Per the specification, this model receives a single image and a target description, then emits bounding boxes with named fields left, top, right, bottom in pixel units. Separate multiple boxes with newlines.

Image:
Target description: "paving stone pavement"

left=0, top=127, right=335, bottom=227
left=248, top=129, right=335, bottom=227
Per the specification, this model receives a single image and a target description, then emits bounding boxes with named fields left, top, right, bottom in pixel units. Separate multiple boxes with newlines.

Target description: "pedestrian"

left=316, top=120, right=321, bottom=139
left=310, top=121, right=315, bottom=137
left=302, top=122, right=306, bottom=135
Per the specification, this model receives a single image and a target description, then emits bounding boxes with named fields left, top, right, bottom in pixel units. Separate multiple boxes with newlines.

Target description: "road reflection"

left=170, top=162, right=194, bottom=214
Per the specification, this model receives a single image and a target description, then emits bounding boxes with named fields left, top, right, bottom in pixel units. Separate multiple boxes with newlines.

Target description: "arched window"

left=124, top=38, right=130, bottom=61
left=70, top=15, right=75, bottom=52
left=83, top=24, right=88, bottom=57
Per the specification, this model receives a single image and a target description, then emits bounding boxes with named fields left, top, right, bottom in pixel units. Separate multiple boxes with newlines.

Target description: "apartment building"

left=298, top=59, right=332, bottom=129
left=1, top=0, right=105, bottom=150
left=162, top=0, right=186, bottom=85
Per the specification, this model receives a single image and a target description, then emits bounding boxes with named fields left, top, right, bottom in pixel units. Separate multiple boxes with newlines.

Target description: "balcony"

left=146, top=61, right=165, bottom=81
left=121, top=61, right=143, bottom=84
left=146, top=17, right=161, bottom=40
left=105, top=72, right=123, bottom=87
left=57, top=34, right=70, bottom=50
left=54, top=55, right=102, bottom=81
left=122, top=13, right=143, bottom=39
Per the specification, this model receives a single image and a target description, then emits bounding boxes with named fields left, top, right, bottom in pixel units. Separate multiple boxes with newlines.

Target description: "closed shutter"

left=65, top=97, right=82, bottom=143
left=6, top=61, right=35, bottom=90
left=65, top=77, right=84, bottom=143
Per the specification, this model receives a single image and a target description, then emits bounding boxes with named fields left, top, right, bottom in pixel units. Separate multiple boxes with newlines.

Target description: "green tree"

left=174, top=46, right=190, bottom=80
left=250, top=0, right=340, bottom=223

▬▬▬▬▬▬

_To be done_. Reproduce all of the items above, substituting "line breaks" for every occurrence of "newlines" and changing nothing else.

_Result of this exercise_.
Per the specification, this model receives a single image and a target description, then emits bounding boxes with named fields left, top, right, bottom in pixel units. Separate multiple boxes with line breaks.

Image:
Target description: "paving stone pavement"

left=0, top=127, right=335, bottom=227
left=248, top=129, right=335, bottom=227
Per the specification, this model receives a single image and a target description, then emits bounding boxes with named fields left, top, right, bottom in pixel units. Separate multiple boxes with line breaks.

Target description: "pedestrian"

left=316, top=120, right=321, bottom=139
left=310, top=121, right=315, bottom=137
left=302, top=122, right=306, bottom=135
Per the specification, this model receives a single image and a target description, then emits bounding boxes with named fields left, top, right, bottom in pixel units. Separate multiple boxes with line breaks.

Target description: "road reflection"

left=170, top=162, right=194, bottom=214
Per the specification, this model receives a single image and a target description, then emits bounding boxes with named fields left, top, right, bottom in pixel units. Separate multiple boxes with line breaks.

Target description: "arched window"

left=124, top=38, right=130, bottom=61
left=70, top=15, right=75, bottom=52
left=83, top=24, right=88, bottom=57
Per the specification, this model receives a single image and a target description, then emits bounding boxes with named fields left, top, right, bottom in pixel units. Separate multiple boxes with line breaks.

Target description: "apartment building"

left=298, top=59, right=332, bottom=129
left=1, top=0, right=105, bottom=150
left=162, top=0, right=186, bottom=85
Per the specification, this model receives a single image and a target description, then emits bounding boxes with named fields left, top, right, bottom in pixel units. Separate multiple boxes with line breaks.

Target description: "balcony"

left=146, top=61, right=165, bottom=81
left=121, top=61, right=143, bottom=84
left=146, top=17, right=161, bottom=40
left=105, top=72, right=123, bottom=87
left=57, top=34, right=70, bottom=50
left=54, top=55, right=102, bottom=81
left=122, top=13, right=143, bottom=39
Per the specification, this model receives a single image and a target description, then emits bounding boxes with named fields left, top, right, bottom in pixel units. Separate multiple boxes with line breaks.

Target description: "closed shutter"

left=65, top=97, right=82, bottom=143
left=6, top=61, right=35, bottom=90
left=65, top=77, right=84, bottom=143
Per the specification, this model receives a single image and a target description, then emits bounding boxes with named fields left, top, right, bottom in pixel units. Separate multiple boxes with line breaks.

Target description: "green tree"

left=174, top=46, right=190, bottom=80
left=250, top=0, right=340, bottom=223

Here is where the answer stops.